▶ [PROVIDED ENTRIES]:

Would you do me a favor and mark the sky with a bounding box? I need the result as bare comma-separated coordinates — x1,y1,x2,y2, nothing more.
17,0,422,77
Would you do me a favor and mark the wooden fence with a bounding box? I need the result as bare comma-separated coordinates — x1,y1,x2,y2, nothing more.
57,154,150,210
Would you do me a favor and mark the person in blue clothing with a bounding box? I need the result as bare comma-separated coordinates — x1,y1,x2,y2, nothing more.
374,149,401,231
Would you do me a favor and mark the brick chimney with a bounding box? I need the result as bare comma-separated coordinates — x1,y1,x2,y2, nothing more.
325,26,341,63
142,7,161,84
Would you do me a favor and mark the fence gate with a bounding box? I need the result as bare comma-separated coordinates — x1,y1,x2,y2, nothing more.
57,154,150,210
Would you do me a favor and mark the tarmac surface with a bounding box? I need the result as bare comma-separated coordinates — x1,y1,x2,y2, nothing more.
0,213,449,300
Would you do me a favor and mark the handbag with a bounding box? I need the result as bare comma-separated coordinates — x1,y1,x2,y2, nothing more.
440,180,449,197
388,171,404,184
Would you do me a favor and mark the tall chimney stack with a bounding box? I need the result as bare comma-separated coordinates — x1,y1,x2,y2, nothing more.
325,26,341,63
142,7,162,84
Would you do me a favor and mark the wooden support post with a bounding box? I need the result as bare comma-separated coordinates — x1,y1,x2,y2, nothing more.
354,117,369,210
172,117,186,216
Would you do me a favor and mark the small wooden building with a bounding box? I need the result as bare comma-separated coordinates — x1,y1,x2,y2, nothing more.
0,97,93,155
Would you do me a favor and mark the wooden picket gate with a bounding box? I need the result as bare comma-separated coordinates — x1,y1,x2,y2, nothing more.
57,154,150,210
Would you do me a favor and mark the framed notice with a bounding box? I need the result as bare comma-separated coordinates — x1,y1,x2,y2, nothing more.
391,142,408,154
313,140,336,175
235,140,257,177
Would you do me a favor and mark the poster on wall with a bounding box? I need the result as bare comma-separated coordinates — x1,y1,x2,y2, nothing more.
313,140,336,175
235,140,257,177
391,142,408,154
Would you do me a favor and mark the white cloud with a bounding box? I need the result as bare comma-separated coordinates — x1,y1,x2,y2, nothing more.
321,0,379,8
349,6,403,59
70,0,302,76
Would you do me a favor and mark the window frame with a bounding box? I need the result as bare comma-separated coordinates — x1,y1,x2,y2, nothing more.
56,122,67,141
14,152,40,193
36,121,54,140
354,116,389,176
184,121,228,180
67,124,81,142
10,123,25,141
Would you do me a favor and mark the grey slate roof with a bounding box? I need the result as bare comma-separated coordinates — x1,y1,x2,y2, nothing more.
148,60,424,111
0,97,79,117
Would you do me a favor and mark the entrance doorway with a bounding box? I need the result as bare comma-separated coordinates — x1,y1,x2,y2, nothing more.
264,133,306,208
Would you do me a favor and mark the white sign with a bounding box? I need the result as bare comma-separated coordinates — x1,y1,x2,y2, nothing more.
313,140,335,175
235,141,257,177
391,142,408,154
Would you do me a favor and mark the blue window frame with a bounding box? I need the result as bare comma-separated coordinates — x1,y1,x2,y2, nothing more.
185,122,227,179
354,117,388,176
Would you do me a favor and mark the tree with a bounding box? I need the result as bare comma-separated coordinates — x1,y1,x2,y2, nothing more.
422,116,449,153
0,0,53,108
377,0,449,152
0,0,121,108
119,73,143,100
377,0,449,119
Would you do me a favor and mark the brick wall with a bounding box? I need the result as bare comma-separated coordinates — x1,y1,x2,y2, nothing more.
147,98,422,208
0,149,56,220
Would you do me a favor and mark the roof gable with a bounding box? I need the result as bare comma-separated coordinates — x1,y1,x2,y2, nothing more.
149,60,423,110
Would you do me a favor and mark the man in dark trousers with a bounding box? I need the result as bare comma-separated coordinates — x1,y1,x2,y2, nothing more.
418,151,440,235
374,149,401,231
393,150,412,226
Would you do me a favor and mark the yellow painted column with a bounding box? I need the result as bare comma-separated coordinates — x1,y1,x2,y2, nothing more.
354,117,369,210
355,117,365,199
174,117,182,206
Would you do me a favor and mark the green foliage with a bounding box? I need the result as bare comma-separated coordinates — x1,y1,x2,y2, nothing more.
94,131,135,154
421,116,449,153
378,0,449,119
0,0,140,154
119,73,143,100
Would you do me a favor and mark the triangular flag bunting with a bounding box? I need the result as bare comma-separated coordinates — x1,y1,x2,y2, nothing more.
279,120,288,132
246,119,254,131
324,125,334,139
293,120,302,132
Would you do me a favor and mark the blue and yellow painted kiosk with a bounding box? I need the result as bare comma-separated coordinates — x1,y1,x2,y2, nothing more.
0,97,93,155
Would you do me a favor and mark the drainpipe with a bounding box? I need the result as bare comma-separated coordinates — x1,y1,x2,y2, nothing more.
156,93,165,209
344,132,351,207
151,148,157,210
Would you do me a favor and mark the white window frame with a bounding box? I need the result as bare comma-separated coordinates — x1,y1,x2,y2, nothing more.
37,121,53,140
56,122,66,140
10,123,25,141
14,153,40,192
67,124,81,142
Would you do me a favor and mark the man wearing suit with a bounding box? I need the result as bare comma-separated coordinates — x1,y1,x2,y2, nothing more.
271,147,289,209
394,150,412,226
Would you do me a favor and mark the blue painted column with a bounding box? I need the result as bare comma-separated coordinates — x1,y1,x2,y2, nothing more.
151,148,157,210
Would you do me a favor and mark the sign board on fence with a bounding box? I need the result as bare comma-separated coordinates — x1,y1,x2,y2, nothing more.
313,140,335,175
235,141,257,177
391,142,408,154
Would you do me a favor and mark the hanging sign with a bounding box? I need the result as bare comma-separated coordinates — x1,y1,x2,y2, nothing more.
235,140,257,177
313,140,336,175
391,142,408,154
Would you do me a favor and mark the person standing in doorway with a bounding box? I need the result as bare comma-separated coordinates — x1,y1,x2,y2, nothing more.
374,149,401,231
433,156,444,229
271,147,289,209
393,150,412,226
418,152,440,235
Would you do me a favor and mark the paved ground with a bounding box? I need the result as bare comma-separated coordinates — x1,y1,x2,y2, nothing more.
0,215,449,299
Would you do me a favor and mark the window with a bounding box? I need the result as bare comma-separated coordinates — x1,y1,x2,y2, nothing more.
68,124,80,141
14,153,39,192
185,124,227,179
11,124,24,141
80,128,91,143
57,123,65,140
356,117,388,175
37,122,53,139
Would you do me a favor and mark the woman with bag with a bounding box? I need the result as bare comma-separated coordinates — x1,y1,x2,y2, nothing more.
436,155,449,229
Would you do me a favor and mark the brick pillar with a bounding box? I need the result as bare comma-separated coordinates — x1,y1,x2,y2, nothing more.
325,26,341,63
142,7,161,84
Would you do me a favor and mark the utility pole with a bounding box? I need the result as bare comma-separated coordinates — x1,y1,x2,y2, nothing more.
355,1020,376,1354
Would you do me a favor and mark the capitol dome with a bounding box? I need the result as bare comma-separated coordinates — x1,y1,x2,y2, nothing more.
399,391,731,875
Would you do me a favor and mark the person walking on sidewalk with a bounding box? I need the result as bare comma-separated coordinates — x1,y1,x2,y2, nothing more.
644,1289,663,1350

▶ [OBJECTIVE]: Multiply by 2.05 every bounding box coordinate in the answers from the line with "Would you do me a favor and mark the man wearing" to the line with "418,152,440,235", rounding to whole numbers with halves going up. Write all those lines out again, including the requests, and leave the requests and their format samples as they are.

▶ [THE SOLUTION]:
Would you do me a favor and mark the man wearing suit with a bounding box? I need the result as bare comma-separated coordinates — x1,y1,x2,y2, nothing more.
556,301,592,428
808,308,845,463
Would you do me a favor and mark the blue painted column with a bounding box? I need the result as bare comma-separated coordinates — x1,y1,x2,y2, nothing more.
310,303,322,431
Would you do me a favor and mark the sign board on fence with a bounding box? I need the result as bare comma-separated coordinates — x1,y1,x2,y2, nothing more.
642,287,687,359
482,289,527,363
802,291,836,316
Would you do me a favor and mark the hanging sign with a bounding box? I need the result as bare comma-separated coordinates — x1,y1,x2,y2, nothing more.
482,287,527,363
642,287,689,359
802,291,836,316
Would you do me a favor and mark the person standing in doorway with a bounding box? I need the result as bare comma-separated coordinates — x1,y1,x2,y2, nothing more.
767,305,822,474
888,320,910,469
556,301,592,428
806,308,845,463
857,312,902,482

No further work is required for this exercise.